:: THE TASKS ::
[a] Rewrite the part of the article on the Egyptian military's economic empire that opens with the words "Estimates of the" and closes with "of household appliances.", changing "household appliances" to "consumer electronics".
[b] Continue the article on the Egyptian military and the Muslim Brotherhood, starting after its final sentence.

*** SELECTED EXCERPT ***

Estimates of the Egyptian military's share of the country's economy range from 5% to 40% and its hands reach into many industries, including mining, real estate, farming and the production of household appliances.
Egypt's military has long hoarded and sought to protect an empire of businesses - from banking to pasta factories - and that may be a reason it feels threatened by the Muslim Brotherhood.
Egypt's military establishment will fight the Muslim Brotherhood "with ferocity and even extreme violence, if necessary," says Nimrod Raphaeli, a senior researcher for the Middle East Media Research Institute in Washington. "It cannot afford to lose" if it's economic empire and dominant political role is to survive, Raphaeli said.
Dozens of people were killed Friday, including 10 police officers, in fighting across the country after hundreds were killed earlier in the week.
Residents furious with the Brotherhood threw rocks and bottles at demonstrators and the two sides fired on one another, sparking running street battles, according to the Associated Press. Above it all, military helicopters circled.
The military has reason to eye the Brotherhood carefully, Raphaeli says, because it is "a well-knit organization singularly capable of challenging the army's dominance in many spheres of political, economic and bureaucratic life in Egypt," he said.
Gen. Abdel Fatah al-Sisi only moved to expel former president Mohamed Morsi from office when it became clear that Morsi and his Brotherhood followers had lost control of the country and were heading for a violent confrontation with their political opponents, said Eric Trager, an Egypt expert at the Washington Institute for Near East Policy.

*** EXCERPTED DATA ***

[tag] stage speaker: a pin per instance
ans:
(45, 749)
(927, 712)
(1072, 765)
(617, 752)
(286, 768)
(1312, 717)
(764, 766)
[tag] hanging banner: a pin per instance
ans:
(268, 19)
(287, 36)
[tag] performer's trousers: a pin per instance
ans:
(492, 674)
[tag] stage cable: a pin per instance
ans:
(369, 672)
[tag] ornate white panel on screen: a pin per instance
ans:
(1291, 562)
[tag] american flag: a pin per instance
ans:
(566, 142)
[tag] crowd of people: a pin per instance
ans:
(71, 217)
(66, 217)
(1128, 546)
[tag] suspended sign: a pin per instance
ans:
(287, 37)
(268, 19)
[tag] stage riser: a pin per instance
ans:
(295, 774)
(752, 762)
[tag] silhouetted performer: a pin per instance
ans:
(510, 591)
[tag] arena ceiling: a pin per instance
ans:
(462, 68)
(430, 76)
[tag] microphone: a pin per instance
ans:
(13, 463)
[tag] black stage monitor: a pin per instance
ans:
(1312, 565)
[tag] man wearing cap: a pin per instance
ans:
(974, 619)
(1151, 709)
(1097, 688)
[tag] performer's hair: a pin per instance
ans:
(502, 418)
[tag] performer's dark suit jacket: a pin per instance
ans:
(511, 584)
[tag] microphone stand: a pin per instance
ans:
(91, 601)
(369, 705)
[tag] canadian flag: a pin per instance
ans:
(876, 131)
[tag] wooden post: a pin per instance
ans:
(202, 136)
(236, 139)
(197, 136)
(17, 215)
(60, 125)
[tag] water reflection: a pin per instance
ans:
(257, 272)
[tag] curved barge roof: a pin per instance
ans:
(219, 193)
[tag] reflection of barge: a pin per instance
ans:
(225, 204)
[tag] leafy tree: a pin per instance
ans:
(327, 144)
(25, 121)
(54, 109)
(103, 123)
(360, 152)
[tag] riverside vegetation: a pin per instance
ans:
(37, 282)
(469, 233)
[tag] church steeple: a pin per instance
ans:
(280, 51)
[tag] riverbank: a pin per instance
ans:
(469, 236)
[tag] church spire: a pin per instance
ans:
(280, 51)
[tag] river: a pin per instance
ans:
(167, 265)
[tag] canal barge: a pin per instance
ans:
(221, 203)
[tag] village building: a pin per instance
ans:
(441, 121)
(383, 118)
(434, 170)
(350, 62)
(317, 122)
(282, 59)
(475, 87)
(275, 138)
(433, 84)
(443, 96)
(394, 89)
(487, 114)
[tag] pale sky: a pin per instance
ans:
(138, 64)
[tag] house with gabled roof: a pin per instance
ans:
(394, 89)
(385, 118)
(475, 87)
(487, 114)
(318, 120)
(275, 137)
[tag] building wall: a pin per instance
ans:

***

:: EXPECTED ANSWERS ::
[a]
Estimates of the Egyptian military's share of the country's economy range from 5% to 40% and its hands reach into many industries, including mining, real estate, farming and the production of consumer electronics.

[b]
Until that moment, however, the generals hesitated because, despite promises to bring the Army to heel, the Brotherhood did not immediately threaten the military's economic interests.
"Morsi made a somewhat pragmatic decision to accept the military's economic empire," Trager says.
Estimates of the 1 million-member Egyptian military's share of the country's economy range from 5% to 40% and its hands reach into many industries, including mining, real estate, farming and the production of household appliances, according to a list of armed forces ventures compiled by the Egyptian National Information Agency and published by MEMRI.
One military-owned web site extols the quality of its macaroni, according to MEMRI's research. And the army enters into partnerships with foreign investors, on maritime and air transport, oil and gas and industrial-scale environmental projects such as wastewater treatment and energy generation.
"The military jealously protects these assets" and has long opposed modern economic policies such as privatization that threaten their position in the economy, Raphaeli says. And that is also hurting Egypt's hopes for a normal economy.
In 2008, then-U.S. Ambassador to Cairo Margaret Scobey wrote that the Egyptian military "stifles free market reform by increasing direct government involvement in the markets," and that minister of defense could suspend any trade agreement for "security reasons," according to documents released by the anti-secrecy organization WikiLeaks.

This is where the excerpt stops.